PROBLEMS
1. According to the forum post, why did the team look for a new way to store the product's data? Answer in one to three sentences.
2. Edit the forum post by reproducing it from "So how good" to "simply no comparison.", with every "tree" changed to "hierarchy".

EXTRACT

Justin Gordon and Programming

disqus · September 28, 2014, 8:10pm

My biggest contribution to the product was my leadership and execution of a dramatic change in the core storage architecture. Originally, the data in the product was stored in what’s known as an Entity–attribute–value model. As the Wikipedia article puts it: “The Achilles heel of EAV is the difficulty of working with large volumes of EAV data.” The team bounced around some ideas of how we might solve this problem such as storing blobs of XML data. Then we struck upon the idea of a hierarchical indexed binary representation of the data akin to how a database or file system works. Around this time, I heard about the agile approach from John Seybold, the CTO of Guidewire. John especially espoused the benefits of doing true Test Driven Development, or, as he called it, “Test First Programming”. With an idea and a technique, I took the ball and ran, and the result was a dramatically improved storage architecture for storing vast quantities of structured, hierarchical data, which we called “serialization”.

So how good is the performance of “serialization”? Pretty damn good. Good enough that the performance and reliability have overcome the concerns of many architects within IBM with the conventional mode of thinking that a small team could not have built a storage architecture that could compete with products like IBM’s DB2 XML. The performance of the “serialization” mechanism for reads is O(N) where N is the depth of the tree. The memory usage is similarly good. There is only a tiny amount of memory used to navigate the tree. Not only can values can be read from such a data structure nearly instantly, but the time to write a value back into the tree is similarly fast. In comparison to DOM parsing of huge XML documents, and the cost to re-serialize large DOMs, there was simply no comparison.

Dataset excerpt
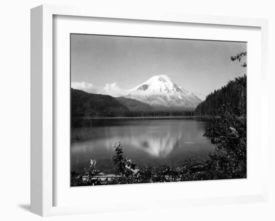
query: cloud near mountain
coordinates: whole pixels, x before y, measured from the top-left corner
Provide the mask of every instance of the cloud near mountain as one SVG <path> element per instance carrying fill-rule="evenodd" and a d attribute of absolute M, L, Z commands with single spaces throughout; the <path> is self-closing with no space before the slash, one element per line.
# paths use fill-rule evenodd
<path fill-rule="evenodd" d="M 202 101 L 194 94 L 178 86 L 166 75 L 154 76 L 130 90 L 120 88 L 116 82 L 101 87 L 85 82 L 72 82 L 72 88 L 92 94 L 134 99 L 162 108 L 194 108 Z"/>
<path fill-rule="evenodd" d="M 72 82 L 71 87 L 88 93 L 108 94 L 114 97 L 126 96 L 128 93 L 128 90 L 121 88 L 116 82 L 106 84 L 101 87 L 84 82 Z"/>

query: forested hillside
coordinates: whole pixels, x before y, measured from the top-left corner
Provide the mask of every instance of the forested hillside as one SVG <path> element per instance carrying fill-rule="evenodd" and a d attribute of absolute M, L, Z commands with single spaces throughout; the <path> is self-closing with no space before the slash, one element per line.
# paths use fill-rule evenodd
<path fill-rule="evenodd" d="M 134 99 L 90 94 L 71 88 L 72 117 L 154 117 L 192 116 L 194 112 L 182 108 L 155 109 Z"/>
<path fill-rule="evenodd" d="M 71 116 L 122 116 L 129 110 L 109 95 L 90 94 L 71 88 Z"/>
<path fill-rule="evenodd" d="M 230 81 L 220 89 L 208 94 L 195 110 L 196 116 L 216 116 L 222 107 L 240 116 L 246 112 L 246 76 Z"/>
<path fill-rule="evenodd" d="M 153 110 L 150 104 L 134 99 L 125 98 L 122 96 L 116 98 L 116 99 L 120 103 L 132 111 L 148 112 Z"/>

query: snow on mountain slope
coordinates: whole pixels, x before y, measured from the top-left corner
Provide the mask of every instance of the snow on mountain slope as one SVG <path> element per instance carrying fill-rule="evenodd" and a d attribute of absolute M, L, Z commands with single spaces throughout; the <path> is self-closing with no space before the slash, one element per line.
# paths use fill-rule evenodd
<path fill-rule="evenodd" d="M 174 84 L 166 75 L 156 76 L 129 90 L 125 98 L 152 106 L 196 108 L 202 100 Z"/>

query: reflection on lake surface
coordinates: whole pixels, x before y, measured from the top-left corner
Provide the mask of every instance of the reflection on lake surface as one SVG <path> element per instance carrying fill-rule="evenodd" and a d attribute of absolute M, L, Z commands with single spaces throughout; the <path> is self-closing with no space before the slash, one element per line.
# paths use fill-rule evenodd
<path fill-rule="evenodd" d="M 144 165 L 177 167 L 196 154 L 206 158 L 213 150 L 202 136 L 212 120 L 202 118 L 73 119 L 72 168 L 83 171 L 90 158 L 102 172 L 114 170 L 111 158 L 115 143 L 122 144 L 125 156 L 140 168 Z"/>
...
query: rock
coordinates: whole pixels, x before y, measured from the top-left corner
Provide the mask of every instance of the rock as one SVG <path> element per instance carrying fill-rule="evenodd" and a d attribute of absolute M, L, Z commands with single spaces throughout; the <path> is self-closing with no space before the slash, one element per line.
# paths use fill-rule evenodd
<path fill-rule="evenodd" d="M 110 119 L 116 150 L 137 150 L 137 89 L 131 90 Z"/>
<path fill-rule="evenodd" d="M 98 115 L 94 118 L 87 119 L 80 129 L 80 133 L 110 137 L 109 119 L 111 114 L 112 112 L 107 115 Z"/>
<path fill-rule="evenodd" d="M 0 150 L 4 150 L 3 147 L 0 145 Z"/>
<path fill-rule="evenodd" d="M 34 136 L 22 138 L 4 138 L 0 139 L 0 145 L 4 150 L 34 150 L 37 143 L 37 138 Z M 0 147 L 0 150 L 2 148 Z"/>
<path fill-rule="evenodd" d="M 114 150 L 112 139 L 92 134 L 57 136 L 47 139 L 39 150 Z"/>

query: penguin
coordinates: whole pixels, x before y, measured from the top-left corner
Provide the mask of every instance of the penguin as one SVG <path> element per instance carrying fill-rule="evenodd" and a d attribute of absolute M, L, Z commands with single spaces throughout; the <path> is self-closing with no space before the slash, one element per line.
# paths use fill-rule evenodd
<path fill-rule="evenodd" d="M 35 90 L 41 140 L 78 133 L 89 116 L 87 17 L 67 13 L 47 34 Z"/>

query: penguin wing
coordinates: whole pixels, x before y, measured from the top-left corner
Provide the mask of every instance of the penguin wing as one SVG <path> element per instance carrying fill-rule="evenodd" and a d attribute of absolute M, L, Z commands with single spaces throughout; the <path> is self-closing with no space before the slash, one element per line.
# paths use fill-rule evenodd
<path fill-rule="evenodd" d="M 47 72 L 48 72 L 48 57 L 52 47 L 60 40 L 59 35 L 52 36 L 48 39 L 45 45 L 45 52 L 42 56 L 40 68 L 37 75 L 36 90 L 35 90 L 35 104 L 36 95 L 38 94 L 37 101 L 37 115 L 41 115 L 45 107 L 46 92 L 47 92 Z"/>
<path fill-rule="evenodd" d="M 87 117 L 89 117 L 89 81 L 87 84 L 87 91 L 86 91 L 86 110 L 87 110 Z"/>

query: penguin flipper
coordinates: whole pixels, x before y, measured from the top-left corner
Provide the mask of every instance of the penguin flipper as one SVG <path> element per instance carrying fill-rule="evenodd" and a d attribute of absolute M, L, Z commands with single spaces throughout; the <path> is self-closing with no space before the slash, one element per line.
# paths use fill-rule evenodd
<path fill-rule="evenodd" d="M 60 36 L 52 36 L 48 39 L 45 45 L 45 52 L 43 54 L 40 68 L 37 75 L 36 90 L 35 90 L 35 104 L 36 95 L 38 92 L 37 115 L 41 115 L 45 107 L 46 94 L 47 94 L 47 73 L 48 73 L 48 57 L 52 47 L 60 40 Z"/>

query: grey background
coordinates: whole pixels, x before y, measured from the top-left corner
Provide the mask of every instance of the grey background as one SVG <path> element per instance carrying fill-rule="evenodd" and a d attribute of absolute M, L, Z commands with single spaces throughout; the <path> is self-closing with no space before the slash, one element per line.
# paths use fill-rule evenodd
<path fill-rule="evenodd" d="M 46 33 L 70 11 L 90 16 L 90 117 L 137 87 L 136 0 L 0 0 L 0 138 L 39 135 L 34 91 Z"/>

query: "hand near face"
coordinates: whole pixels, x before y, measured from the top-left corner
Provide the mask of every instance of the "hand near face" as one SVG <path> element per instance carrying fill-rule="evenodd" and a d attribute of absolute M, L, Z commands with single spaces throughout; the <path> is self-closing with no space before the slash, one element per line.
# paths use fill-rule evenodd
--
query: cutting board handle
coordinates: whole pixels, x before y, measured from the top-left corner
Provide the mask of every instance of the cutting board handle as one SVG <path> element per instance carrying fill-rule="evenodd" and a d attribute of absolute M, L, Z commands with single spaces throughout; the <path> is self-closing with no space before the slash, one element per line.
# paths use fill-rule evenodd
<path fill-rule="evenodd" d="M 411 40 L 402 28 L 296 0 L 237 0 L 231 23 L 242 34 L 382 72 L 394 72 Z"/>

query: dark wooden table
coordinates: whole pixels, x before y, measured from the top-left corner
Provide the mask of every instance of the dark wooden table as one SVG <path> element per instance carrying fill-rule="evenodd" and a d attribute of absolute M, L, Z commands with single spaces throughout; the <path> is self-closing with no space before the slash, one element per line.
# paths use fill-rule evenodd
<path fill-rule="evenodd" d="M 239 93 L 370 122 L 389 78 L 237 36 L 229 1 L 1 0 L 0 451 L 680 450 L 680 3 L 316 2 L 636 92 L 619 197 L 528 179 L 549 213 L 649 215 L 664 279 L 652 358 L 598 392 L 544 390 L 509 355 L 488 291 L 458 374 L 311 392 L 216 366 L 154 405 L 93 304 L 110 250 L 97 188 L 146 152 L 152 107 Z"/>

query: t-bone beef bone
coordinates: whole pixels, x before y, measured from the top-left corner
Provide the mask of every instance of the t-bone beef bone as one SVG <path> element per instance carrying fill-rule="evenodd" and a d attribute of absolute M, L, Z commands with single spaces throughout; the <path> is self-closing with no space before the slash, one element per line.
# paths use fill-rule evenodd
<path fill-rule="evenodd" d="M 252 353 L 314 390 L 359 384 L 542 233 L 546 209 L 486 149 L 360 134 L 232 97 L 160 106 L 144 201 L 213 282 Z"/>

OUTPUTS
1. The product's data was stored in an Entity–attribute–value model. The post quotes Wikipedia's claim that the "Achilles heel" of this model is the difficulty of working with large volumes of EAV data. The team therefore considered other approaches to solve that problem.

2.
So how good is the performance of “serialization”? Pretty damn good. Good enough that the performance and reliability have overcome the concerns of many architects within IBM with the conventional mode of thinking that a small team could not have built a storage architecture that could compete with products like IBM’s DB2 XML. The performance of the “serialization” mechanism for reads is O(N) where N is the depth of the hierarchy. The memory usage is similarly good. There is only a tiny amount of memory used to navigate the hierarchy. Not only can values can be read from such a data structure nearly instantly, but the time to write a value back into the hierarchy is similarly fast. In comparison to DOM parsing of huge XML documents, and the cost to re-serialize large DOMs, there was simply no comparison.